## Data for the task:
------------------------
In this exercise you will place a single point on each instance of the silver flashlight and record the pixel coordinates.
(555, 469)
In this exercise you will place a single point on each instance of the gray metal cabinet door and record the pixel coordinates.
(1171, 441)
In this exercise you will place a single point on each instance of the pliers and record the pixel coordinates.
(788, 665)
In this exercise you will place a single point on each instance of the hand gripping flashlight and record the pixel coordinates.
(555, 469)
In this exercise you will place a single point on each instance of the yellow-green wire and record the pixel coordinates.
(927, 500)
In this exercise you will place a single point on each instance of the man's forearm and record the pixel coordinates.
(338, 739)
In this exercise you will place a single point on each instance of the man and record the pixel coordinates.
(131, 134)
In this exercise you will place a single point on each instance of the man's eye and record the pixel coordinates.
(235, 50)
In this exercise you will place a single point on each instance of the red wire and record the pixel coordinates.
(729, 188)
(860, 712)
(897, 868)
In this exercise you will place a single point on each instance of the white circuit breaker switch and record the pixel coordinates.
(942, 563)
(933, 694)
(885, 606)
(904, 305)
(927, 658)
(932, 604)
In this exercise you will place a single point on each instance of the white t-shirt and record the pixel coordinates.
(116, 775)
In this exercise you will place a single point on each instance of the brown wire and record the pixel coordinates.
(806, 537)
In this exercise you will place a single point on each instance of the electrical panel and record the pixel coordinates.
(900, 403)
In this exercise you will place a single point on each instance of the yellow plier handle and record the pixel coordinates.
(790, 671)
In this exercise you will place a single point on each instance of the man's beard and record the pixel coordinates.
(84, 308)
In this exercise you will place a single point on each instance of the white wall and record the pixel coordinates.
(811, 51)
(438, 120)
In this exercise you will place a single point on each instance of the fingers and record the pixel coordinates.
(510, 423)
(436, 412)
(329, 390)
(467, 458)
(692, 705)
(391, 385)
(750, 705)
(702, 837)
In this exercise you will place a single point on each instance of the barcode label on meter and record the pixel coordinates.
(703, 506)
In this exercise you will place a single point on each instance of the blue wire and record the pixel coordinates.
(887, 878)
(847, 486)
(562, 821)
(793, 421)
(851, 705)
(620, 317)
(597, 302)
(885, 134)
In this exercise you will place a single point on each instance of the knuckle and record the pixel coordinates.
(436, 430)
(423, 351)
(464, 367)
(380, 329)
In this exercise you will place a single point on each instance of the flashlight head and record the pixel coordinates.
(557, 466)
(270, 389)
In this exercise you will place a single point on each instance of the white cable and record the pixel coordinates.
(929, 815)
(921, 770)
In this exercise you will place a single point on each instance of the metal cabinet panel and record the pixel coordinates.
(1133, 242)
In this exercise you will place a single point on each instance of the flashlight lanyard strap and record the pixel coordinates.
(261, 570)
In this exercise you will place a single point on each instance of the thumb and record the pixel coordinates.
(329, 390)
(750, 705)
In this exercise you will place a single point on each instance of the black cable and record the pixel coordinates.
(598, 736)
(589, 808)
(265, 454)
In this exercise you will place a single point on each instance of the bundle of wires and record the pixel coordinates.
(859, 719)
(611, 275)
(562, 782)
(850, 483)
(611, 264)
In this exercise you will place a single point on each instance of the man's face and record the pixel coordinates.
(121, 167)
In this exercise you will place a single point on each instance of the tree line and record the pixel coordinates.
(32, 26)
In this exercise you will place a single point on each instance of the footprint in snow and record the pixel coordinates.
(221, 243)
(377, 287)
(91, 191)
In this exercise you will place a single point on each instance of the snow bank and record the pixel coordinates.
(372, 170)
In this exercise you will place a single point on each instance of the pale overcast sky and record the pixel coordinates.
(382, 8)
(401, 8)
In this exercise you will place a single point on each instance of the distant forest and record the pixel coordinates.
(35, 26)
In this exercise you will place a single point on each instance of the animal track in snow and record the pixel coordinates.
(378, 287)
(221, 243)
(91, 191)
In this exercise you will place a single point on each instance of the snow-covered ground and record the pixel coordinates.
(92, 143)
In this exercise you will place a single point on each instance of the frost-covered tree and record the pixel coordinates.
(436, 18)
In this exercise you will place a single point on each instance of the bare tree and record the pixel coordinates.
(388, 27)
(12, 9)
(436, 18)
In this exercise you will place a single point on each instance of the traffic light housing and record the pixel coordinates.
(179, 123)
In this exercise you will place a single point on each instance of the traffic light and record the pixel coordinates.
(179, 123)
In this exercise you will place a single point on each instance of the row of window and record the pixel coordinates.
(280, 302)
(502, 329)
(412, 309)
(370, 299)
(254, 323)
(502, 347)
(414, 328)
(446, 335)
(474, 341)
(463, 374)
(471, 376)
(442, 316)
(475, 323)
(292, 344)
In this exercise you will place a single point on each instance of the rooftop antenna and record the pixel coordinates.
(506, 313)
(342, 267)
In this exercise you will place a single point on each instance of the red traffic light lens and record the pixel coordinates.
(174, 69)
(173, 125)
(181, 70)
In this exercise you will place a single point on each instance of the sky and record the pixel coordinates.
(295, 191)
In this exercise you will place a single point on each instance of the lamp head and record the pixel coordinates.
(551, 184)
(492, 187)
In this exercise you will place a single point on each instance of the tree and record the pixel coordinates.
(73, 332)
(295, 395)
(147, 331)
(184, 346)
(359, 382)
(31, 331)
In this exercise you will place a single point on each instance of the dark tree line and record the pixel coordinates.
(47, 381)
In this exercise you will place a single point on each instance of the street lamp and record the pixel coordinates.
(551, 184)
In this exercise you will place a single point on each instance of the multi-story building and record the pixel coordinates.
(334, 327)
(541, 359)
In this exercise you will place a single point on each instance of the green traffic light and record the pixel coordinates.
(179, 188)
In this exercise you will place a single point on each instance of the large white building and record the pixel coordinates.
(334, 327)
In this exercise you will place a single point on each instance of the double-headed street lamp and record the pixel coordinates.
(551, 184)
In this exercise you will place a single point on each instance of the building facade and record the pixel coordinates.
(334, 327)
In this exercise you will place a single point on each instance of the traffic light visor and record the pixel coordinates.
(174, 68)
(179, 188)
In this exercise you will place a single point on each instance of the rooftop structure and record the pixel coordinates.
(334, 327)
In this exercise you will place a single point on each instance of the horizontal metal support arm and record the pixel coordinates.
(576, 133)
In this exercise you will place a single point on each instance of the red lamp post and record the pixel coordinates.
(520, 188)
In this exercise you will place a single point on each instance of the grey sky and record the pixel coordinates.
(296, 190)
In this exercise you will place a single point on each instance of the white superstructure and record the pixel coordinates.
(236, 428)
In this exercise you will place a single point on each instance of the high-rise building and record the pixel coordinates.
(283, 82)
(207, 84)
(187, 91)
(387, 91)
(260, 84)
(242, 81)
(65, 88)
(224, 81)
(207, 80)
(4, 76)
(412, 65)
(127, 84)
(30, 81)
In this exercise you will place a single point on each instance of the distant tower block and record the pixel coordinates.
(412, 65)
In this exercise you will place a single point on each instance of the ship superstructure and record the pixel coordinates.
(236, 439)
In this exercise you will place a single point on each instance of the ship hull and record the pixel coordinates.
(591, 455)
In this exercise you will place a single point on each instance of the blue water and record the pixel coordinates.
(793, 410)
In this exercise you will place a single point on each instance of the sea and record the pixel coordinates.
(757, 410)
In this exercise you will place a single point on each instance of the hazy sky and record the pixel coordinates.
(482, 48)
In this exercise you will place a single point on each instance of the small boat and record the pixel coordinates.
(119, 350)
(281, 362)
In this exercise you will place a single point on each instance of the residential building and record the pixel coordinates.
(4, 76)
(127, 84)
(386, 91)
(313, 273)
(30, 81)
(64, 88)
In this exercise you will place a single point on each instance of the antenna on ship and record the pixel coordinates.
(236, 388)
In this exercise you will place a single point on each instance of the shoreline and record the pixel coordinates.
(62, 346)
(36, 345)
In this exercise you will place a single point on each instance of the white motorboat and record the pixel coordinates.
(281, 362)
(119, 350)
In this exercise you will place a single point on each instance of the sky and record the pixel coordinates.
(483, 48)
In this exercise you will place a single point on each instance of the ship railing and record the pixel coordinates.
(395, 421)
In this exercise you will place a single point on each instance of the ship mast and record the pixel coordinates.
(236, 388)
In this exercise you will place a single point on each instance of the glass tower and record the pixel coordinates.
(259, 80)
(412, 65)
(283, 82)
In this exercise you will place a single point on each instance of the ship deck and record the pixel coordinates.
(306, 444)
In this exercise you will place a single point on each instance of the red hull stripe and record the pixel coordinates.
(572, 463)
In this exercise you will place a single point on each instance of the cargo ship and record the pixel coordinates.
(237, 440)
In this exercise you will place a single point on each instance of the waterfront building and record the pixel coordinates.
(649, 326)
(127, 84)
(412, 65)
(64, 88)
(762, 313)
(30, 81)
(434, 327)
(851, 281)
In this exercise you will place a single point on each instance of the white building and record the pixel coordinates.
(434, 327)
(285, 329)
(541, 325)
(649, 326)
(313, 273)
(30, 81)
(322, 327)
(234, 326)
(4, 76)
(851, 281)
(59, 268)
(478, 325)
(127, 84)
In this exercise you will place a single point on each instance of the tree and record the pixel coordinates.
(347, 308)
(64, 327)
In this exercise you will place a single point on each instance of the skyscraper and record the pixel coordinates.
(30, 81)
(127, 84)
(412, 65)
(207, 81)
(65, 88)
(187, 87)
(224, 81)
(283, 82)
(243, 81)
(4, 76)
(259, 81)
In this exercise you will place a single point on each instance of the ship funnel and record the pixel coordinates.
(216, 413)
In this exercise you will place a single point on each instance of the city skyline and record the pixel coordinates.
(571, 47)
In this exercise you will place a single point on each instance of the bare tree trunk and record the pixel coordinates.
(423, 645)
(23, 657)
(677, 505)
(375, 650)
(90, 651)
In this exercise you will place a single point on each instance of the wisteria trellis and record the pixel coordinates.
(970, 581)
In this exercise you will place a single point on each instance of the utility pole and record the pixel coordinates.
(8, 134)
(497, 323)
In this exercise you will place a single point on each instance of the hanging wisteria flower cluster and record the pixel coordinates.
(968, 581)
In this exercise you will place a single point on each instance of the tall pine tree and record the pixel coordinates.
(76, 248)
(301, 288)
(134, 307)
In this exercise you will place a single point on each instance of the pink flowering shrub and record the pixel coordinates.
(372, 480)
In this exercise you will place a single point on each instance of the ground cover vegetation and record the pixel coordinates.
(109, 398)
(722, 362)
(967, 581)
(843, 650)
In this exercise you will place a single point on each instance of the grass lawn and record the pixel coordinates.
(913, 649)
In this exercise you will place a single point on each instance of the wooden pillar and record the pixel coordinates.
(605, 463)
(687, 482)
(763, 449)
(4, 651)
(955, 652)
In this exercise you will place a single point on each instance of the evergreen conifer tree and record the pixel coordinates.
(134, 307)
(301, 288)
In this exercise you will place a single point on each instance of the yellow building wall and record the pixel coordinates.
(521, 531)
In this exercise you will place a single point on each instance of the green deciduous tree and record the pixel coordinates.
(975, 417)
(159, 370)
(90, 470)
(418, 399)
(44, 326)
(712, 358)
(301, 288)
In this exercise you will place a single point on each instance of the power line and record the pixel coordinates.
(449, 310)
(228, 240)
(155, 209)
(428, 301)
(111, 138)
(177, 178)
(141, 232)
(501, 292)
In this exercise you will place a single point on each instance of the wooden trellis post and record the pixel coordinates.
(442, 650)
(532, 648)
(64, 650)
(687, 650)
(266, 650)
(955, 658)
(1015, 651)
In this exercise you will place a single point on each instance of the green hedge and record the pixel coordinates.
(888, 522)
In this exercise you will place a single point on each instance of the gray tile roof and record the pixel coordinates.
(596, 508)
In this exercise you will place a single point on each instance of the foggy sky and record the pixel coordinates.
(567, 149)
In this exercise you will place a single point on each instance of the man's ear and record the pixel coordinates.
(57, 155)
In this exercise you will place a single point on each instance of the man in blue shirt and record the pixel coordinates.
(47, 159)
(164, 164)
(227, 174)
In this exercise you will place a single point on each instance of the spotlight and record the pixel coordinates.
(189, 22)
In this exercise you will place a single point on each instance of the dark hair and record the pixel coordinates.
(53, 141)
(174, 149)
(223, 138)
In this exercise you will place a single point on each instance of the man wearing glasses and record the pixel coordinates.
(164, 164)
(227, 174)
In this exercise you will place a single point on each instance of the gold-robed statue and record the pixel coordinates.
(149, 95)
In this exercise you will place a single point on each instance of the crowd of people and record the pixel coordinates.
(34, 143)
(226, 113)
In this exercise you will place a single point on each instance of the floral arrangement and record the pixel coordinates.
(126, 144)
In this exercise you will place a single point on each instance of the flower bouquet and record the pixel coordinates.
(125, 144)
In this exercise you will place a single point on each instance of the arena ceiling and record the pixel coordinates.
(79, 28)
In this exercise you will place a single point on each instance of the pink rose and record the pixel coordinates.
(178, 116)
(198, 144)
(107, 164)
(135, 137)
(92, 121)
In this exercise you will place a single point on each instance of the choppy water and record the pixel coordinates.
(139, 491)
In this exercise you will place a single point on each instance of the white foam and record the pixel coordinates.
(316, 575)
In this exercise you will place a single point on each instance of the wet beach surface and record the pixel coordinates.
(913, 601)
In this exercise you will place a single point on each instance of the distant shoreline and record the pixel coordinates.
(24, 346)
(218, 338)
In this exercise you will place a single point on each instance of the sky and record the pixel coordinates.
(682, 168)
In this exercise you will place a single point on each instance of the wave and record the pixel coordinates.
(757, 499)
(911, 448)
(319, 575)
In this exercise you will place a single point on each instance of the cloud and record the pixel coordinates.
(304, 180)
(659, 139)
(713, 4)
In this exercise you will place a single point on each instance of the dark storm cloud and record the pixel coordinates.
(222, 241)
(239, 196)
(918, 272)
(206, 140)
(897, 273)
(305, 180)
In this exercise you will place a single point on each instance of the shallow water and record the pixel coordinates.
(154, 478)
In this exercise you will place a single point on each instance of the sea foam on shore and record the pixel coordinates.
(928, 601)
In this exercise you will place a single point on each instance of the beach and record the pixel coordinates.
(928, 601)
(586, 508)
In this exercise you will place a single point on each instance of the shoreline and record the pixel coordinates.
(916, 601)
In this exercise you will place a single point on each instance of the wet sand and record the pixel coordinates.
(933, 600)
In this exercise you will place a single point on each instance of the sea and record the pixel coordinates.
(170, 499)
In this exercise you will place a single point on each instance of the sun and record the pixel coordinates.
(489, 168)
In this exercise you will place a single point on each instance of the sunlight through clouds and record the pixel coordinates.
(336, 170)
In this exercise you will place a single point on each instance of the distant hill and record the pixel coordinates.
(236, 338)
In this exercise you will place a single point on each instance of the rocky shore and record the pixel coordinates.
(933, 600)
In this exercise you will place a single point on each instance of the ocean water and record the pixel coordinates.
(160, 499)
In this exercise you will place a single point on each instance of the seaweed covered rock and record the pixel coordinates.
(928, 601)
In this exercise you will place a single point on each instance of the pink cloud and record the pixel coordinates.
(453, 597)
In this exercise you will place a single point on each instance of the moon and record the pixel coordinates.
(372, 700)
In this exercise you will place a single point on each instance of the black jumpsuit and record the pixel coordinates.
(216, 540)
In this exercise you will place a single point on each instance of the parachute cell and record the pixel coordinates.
------------------------
## Job:
Rewrite everything from the line containing "pink cloud and record the pixel coordinates." down to the end of the records, putting "dark" in place of "black" and leaving all else unchanged.

## Solution:
In this exercise you will place a single point on each instance of the pink cloud and record the pixel coordinates.
(453, 597)
In this exercise you will place a single point on each instance of the moon and record the pixel coordinates.
(372, 700)
In this exercise you will place a single point on each instance of the dark jumpsuit and record the pixel coordinates.
(216, 540)
In this exercise you will place a single point on each instance of the parachute cell and record the pixel coordinates.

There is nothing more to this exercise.